## Gösterilen Metin
•••••

Dünya’ya geliş biletimiz kesildiği an, yaşam yolculuğunda kader planımız hazır bizi bekler. Biz ana rahmine düştüğümüz andan itibaren hissetmeye başlarız. Annemizin üzüntüsü, mutluluğu, heyecanı, hissettiği her bir duyguyu belirli periyotlarla almaya başlarız. Güvenli alanımızda repertuarımızda bulunan tekmeleme, takla atma gibi eylemleri gerçekleştiririz. Atalarımızdan gelen kayıtlar bonusumuzdur. Doğum gerçekleşip biz “Merhaba Dünya” dediğimizde, yetiştirilme tarzımız, sevilme biçimimiz, dinlenilme süremiz, bize öğretilenlerle heybemiz dolmaya başlar. Kendimizin en iyi versiyonuna ulaşmak, eve dönmek için yaşam yolculuğunun bazı duraklarında molalar veririz. Bu molalarda çözmemiz gereken bulmacalar vardır. Ruhun bulmacası.
Sürekli aynı döngüyü yaşadığını hissetmek, aynı tip insanlarla çevrili bir çevre, tam o çok istediğin bir şey olacakken son bir adımda olmaması, değişken ruh halinin çok sık olması, ait hissedememek bulmacada çözülmeyi bekleyen bir şeylerin olduğunun habercisi.
Bazen sevmek öğrenilir. Belki sen hep ötekileştirildin, itelendin, maddesel boyutta her şeye sahip oldun ama duygusal dünyanda eksik bir şeyler vardı hayatında. Bize sevgi boyutunda yaklaşılmadığında, koşullu sevildiğimizde sevginin tanımının bizde de şekillenmesi yaşadığımız gibi oluyor.
Koşullu Sevmek Nedir?
Anacığını öpmek istediğinde “Bana bir bardak su getirirsen beni öpebilirsin.” Babacığına sarılmak istediğinde “Odanı toplarsan bana sarılabilirsin.” gibi önce talep edilen eylemi gerçekleştirip sonra duygusal eylemin yeniden talep edilmesidir.

•••••

## Görev A
Gösterilen metinde "Koşullu Sevmek Nedir?" sözlerinden "yeniden talep edilmesidir." sözlerine kadar olan bölümü hiç değiştirmeden kopyalayın.
## Görev B
Gösterilen metne göre aşağıdaki soruları yanıtlayın:
(i) Atalarımızdan gelen kayıtlar ne olarak nitelendiriliyor?
(ii) Yaşam yolculuğundaki molalarda çözülmesi gereken bulmacaya ne ad veriliyor?
(iii) Koşullu sevme örneğinde babaya sarılabilmek için ne yapılması isteniyor?

## Sağlanan Veriler
•••••

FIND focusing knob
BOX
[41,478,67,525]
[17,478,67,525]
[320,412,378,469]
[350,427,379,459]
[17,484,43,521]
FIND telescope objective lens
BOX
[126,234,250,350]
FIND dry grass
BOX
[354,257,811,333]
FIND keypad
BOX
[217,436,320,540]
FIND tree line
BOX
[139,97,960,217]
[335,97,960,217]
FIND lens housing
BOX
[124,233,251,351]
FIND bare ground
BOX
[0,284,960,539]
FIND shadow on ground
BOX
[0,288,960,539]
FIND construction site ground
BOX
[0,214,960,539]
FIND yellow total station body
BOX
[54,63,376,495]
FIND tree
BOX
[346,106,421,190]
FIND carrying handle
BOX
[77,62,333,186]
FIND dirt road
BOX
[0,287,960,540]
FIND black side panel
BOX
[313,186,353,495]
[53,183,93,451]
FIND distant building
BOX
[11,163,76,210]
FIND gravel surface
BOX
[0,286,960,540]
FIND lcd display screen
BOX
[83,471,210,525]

•••••

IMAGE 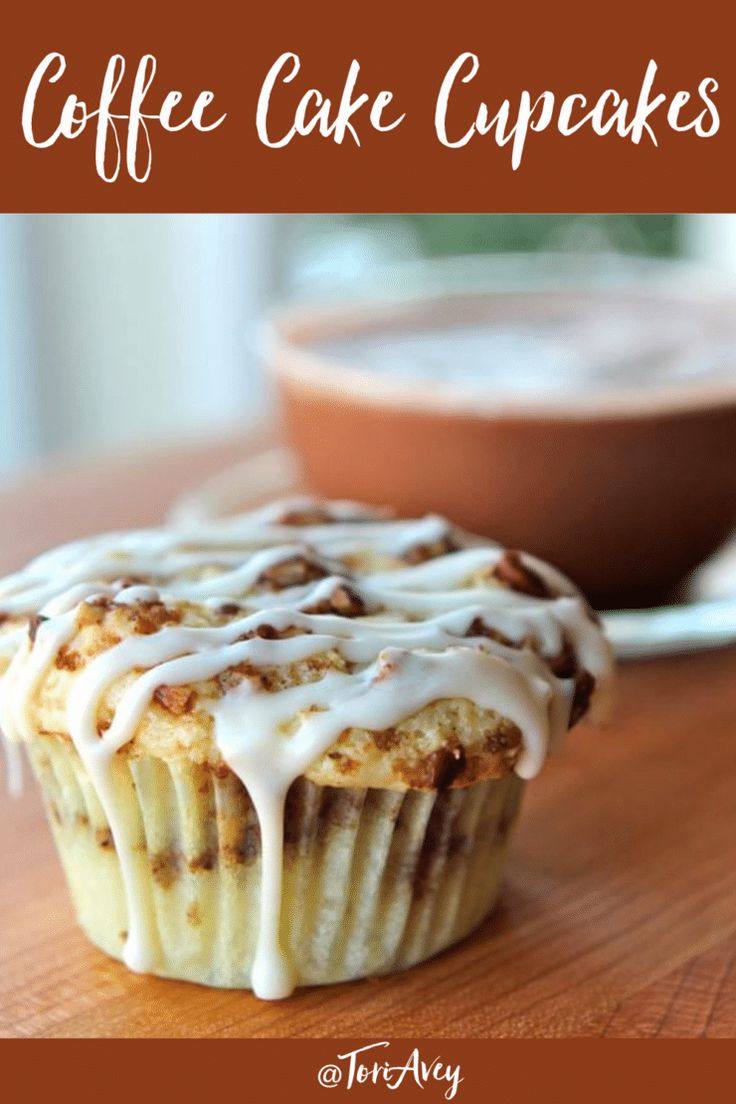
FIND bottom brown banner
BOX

•••••

## Doğru Yanıt A
Koşullu Sevmek Nedir?
Anacığını öpmek istediğinde “Bana bir bardak su getirirsen beni öpebilirsin.” Babacığına sarılmak istediğinde “Odanı toplarsan bana sarılabilirsin.” gibi önce talep edilen eylemi gerçekleştirip sonra duygusal eylemin yeniden talep edilmesidir.

## Doğru Yanıt B
(i) Bonusumuz olarak nitelendiriliyor.
(ii) Ruhun bulmacası deniyor.
(iii) Odanın toplanması isteniyor.